** START OF ARTICLE **

Cache Sizing Guidance

Use this approximation for disk planning:

required_bytes ~= unique_window_keys_per_day * avg_compressed_window_bytes * ttl_days

From in-repo sizing tests (internal/cache/sizing_test.go), a practical compressed average is around 56 KiB per entry, which yields:

1 GiB -> about 18k cached windows
10 GiB -> about 189k cached windows
50 GiB -> about 948k cached windows

Set -disk-cache-max-bytes when you want deterministic upper bounds instead of relying only on PVC limits.

Practical Tuning Profiles

Profile	Suggested Settings	When to Use
Conservative	`adaptive-max=4`, `latency-target=2s`, `latency-backoff=4s`, `history-ttl=24h`	Shared VictoriaLogs clusters with strict backend protection goals
Balanced (default)	`adaptive-max=8`, `latency-target=1.5s`, `latency-backoff=3s`, `history-ttl=24h`	Most Grafana + Drilldown workloads
Aggressive	`adaptive-max=12`, `latency-target=1s`, `latency-backoff=2s`, `history-ttl=72h` + larger disk cache	Large repeated long-range analytics where backend headroom is proven

Tuning Visibility Metrics

Use these metrics to tune safely:

loki_vl_proxy_window_adaptive_parallel_current (gauge)

** END OF ARTICLE **
** START OF GIVEN INFORMATION **

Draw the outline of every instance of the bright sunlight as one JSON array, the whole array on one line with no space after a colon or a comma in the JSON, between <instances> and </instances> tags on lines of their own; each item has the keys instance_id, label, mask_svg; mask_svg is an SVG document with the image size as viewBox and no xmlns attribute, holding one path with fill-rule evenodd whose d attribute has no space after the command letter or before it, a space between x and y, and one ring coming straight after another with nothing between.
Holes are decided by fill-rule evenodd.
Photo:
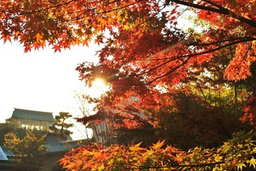
<instances>
[{"instance_id":1,"label":"bright sunlight","mask_svg":"<svg viewBox=\"0 0 256 171\"><path fill-rule=\"evenodd\" d=\"M92 86L90 88L92 97L99 97L108 89L109 86L107 86L105 81L102 78L95 79L92 83Z\"/></svg>"}]
</instances>

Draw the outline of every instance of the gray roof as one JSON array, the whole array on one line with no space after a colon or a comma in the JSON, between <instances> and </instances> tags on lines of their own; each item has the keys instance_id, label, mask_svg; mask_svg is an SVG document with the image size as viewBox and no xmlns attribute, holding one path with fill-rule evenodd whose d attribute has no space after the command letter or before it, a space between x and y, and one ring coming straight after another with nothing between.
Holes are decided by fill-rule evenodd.
<instances>
[{"instance_id":1,"label":"gray roof","mask_svg":"<svg viewBox=\"0 0 256 171\"><path fill-rule=\"evenodd\" d=\"M2 149L0 146L0 160L2 161L8 161L8 158L6 157L6 154L4 153L4 151Z\"/></svg>"},{"instance_id":2,"label":"gray roof","mask_svg":"<svg viewBox=\"0 0 256 171\"><path fill-rule=\"evenodd\" d=\"M48 133L46 136L46 147L48 149L48 153L66 153L79 146L77 141L63 141L59 133Z\"/></svg>"},{"instance_id":3,"label":"gray roof","mask_svg":"<svg viewBox=\"0 0 256 171\"><path fill-rule=\"evenodd\" d=\"M11 118L30 119L52 122L54 121L53 113L50 112L42 112L15 108Z\"/></svg>"},{"instance_id":4,"label":"gray roof","mask_svg":"<svg viewBox=\"0 0 256 171\"><path fill-rule=\"evenodd\" d=\"M6 154L7 157L15 157L15 154L14 154L12 152L10 152L7 147L6 146L0 146L0 148L2 149L3 153Z\"/></svg>"}]
</instances>

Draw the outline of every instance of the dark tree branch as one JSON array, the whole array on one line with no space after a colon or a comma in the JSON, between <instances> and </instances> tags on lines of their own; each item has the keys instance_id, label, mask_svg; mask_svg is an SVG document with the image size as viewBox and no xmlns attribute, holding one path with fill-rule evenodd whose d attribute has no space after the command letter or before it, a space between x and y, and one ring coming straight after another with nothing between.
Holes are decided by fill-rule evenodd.
<instances>
[{"instance_id":1,"label":"dark tree branch","mask_svg":"<svg viewBox=\"0 0 256 171\"><path fill-rule=\"evenodd\" d=\"M221 6L216 3L214 3L208 0L203 0L204 2L216 6L217 8L214 8L214 7L210 7L210 6L201 6L201 5L198 5L198 4L194 4L194 3L190 3L189 2L184 2L184 1L181 1L181 0L171 0L171 2L176 2L178 4L181 4L181 5L184 5L184 6L190 6L193 8L197 8L197 9L200 9L200 10L208 10L210 12L214 12L214 13L218 13L221 14L224 14L224 15L230 15L234 18L236 18L238 20L239 20L241 22L244 22L246 23L253 27L256 27L256 22L251 20L251 19L248 19L244 17L239 16L238 14L236 14L235 13L230 11L230 10L224 8L223 6Z\"/></svg>"}]
</instances>

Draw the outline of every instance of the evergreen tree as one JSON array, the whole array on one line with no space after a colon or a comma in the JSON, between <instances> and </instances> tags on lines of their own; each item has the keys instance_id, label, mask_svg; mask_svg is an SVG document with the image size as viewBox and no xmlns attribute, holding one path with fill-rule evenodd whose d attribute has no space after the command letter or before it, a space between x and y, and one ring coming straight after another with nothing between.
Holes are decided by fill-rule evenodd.
<instances>
[{"instance_id":1,"label":"evergreen tree","mask_svg":"<svg viewBox=\"0 0 256 171\"><path fill-rule=\"evenodd\" d=\"M72 117L72 115L66 112L60 112L59 115L55 116L54 124L50 126L50 129L54 133L60 133L62 137L66 138L72 132L68 130L74 124L66 123L66 121Z\"/></svg>"}]
</instances>

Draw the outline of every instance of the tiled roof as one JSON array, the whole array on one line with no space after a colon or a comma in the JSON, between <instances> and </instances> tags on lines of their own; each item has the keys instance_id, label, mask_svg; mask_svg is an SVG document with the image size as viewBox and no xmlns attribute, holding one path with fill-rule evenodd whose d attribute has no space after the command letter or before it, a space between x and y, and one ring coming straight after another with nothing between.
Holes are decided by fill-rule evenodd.
<instances>
[{"instance_id":1,"label":"tiled roof","mask_svg":"<svg viewBox=\"0 0 256 171\"><path fill-rule=\"evenodd\" d=\"M0 160L3 161L8 161L8 158L6 157L6 154L4 153L4 151L2 149L0 146Z\"/></svg>"},{"instance_id":2,"label":"tiled roof","mask_svg":"<svg viewBox=\"0 0 256 171\"><path fill-rule=\"evenodd\" d=\"M54 121L53 113L50 112L41 112L22 109L14 109L12 117L43 121Z\"/></svg>"},{"instance_id":3,"label":"tiled roof","mask_svg":"<svg viewBox=\"0 0 256 171\"><path fill-rule=\"evenodd\" d=\"M7 157L15 157L15 155L11 153L8 149L7 147L6 146L0 146L0 148L2 148L2 151L5 153L6 156Z\"/></svg>"},{"instance_id":4,"label":"tiled roof","mask_svg":"<svg viewBox=\"0 0 256 171\"><path fill-rule=\"evenodd\" d=\"M78 141L63 141L59 134L49 133L46 136L46 147L48 149L48 153L66 153L71 149L79 146Z\"/></svg>"}]
</instances>

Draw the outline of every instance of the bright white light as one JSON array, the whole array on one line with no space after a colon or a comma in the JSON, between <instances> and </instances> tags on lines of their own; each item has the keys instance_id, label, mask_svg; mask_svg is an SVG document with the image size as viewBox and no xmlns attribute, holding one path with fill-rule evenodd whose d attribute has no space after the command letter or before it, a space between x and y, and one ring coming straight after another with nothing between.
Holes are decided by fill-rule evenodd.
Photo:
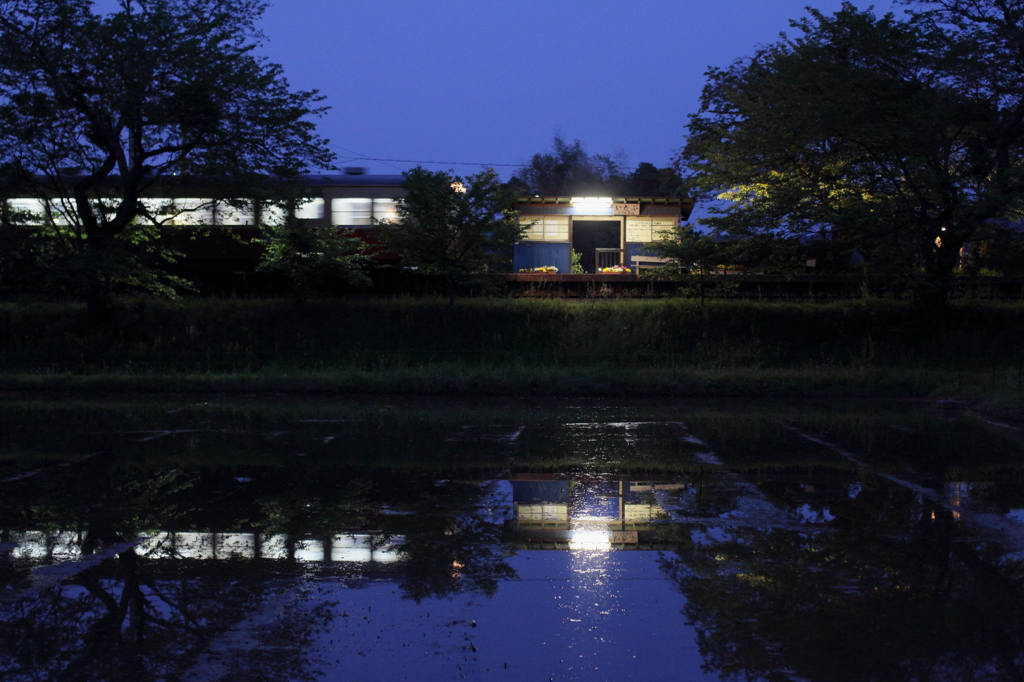
<instances>
[{"instance_id":1,"label":"bright white light","mask_svg":"<svg viewBox=\"0 0 1024 682\"><path fill-rule=\"evenodd\" d=\"M611 197L573 197L572 206L585 209L610 208Z\"/></svg>"},{"instance_id":2,"label":"bright white light","mask_svg":"<svg viewBox=\"0 0 1024 682\"><path fill-rule=\"evenodd\" d=\"M608 530L573 530L569 536L570 550L610 550L611 532Z\"/></svg>"}]
</instances>

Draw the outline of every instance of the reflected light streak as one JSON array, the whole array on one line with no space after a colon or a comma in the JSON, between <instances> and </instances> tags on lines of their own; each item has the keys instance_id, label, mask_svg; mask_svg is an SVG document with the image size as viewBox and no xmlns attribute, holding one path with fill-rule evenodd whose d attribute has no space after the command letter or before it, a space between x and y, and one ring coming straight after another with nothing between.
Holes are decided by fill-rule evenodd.
<instances>
[{"instance_id":1,"label":"reflected light streak","mask_svg":"<svg viewBox=\"0 0 1024 682\"><path fill-rule=\"evenodd\" d=\"M573 530L569 536L570 550L611 550L611 531L609 530Z\"/></svg>"}]
</instances>

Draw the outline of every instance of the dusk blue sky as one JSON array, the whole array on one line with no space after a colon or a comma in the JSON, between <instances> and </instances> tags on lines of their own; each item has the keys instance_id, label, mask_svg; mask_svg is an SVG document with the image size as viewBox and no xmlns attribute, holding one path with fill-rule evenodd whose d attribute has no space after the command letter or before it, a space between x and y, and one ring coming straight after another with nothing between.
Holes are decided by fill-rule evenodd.
<instances>
[{"instance_id":1,"label":"dusk blue sky","mask_svg":"<svg viewBox=\"0 0 1024 682\"><path fill-rule=\"evenodd\" d=\"M470 173L487 164L507 177L516 169L499 164L524 163L555 133L591 153L623 152L631 167L668 164L707 68L777 40L807 4L279 0L261 26L266 56L292 86L327 96L319 130L339 166L397 173L442 162L424 165Z\"/></svg>"}]
</instances>

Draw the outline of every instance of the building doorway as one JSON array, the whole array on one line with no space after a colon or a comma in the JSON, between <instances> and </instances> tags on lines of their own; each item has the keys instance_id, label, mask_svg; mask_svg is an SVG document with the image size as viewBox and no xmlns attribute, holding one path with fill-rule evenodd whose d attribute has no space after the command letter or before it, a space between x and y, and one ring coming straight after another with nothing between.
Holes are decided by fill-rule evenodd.
<instances>
[{"instance_id":1,"label":"building doorway","mask_svg":"<svg viewBox=\"0 0 1024 682\"><path fill-rule=\"evenodd\" d=\"M622 223L618 220L573 220L572 250L580 254L584 272L597 267L597 249L622 249Z\"/></svg>"}]
</instances>

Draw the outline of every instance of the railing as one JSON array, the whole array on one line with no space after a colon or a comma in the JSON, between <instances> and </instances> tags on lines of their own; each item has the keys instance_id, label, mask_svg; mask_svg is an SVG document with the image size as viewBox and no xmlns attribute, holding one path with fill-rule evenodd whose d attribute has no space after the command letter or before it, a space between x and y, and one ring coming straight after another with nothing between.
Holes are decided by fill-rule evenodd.
<instances>
[{"instance_id":1,"label":"railing","mask_svg":"<svg viewBox=\"0 0 1024 682\"><path fill-rule=\"evenodd\" d=\"M600 272L602 267L622 265L625 259L625 249L594 249L594 271Z\"/></svg>"}]
</instances>

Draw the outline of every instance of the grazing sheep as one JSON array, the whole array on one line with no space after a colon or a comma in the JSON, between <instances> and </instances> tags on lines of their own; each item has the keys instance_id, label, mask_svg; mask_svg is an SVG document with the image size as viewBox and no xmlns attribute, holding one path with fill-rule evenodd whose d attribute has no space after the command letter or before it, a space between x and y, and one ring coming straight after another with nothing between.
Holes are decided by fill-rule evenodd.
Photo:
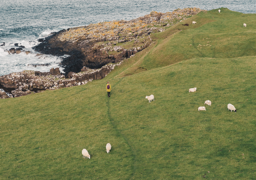
<instances>
[{"instance_id":1,"label":"grazing sheep","mask_svg":"<svg viewBox=\"0 0 256 180\"><path fill-rule=\"evenodd\" d=\"M208 101L206 101L205 102L205 104L206 104L207 105L208 105L209 106L210 106L211 104L211 101L209 101L208 100Z\"/></svg>"},{"instance_id":2,"label":"grazing sheep","mask_svg":"<svg viewBox=\"0 0 256 180\"><path fill-rule=\"evenodd\" d=\"M235 112L237 112L237 109L235 108L235 107L231 104L227 105L227 110L231 110L231 112L234 111Z\"/></svg>"},{"instance_id":3,"label":"grazing sheep","mask_svg":"<svg viewBox=\"0 0 256 180\"><path fill-rule=\"evenodd\" d=\"M198 111L206 111L206 109L205 109L205 106L200 106L198 108Z\"/></svg>"},{"instance_id":4,"label":"grazing sheep","mask_svg":"<svg viewBox=\"0 0 256 180\"><path fill-rule=\"evenodd\" d=\"M109 143L107 144L107 145L106 146L106 148L107 149L106 151L108 154L109 152L109 151L110 151L110 150L111 149L111 145Z\"/></svg>"},{"instance_id":5,"label":"grazing sheep","mask_svg":"<svg viewBox=\"0 0 256 180\"><path fill-rule=\"evenodd\" d=\"M195 92L197 91L197 88L190 88L189 89L189 92Z\"/></svg>"},{"instance_id":6,"label":"grazing sheep","mask_svg":"<svg viewBox=\"0 0 256 180\"><path fill-rule=\"evenodd\" d=\"M147 100L149 100L149 102L150 102L152 101L152 100L154 100L154 101L155 101L155 99L154 97L154 95L153 94L151 94L149 96L146 96L146 99L147 99Z\"/></svg>"},{"instance_id":7,"label":"grazing sheep","mask_svg":"<svg viewBox=\"0 0 256 180\"><path fill-rule=\"evenodd\" d=\"M82 154L83 155L83 158L84 156L85 156L85 159L86 157L87 158L90 159L91 158L90 155L88 153L88 151L87 151L87 150L85 149L83 149L82 151Z\"/></svg>"}]
</instances>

** END OF GIVEN INFORMATION **

- **PROBLEMS**:
• 1. Answer these from the cache sizing guidance:
(a) What practical compressed average size per entry do the in-repo sizing tests give?
(b) Which tuning profile is marked as the default?
(c) What `history-ttl` value does the Aggressive profile suggest?
• 2. Return, word for word, the stretch of the cache sizing guidance from "Set -disk-cache-max-bytes when" through "loki_vl_proxy_window_adaptive_parallel_current (gauge)".
You won't need the lines for any of this.

- **FINAL RESULTS**:
• 1.
(a) Around 56 KiB per entry.
(b) Balanced.
(c) 72h.

• 2.
Set -disk-cache-max-bytes when you want deterministic upper bounds instead of relying only on PVC limits.

Practical Tuning Profiles

Profile	Suggested Settings	When to Use
Conservative	`adaptive-max=4`, `latency-target=2s`, `latency-backoff=4s`, `history-ttl=24h`	Shared VictoriaLogs clusters with strict backend protection goals
Balanced (default)	`adaptive-max=8`, `latency-target=1.5s`, `latency-backoff=3s`, `history-ttl=24h`	Most Grafana + Drilldown workloads
Aggressive	`adaptive-max=12`, `latency-target=1s`, `latency-backoff=2s`, `history-ttl=72h` + larger disk cache	Large repeated long-range analytics where backend headroom is proven

Tuning Visibility Metrics

Use these metrics to tune safely:

loki_vl_proxy_window_adaptive_parallel_current (gauge)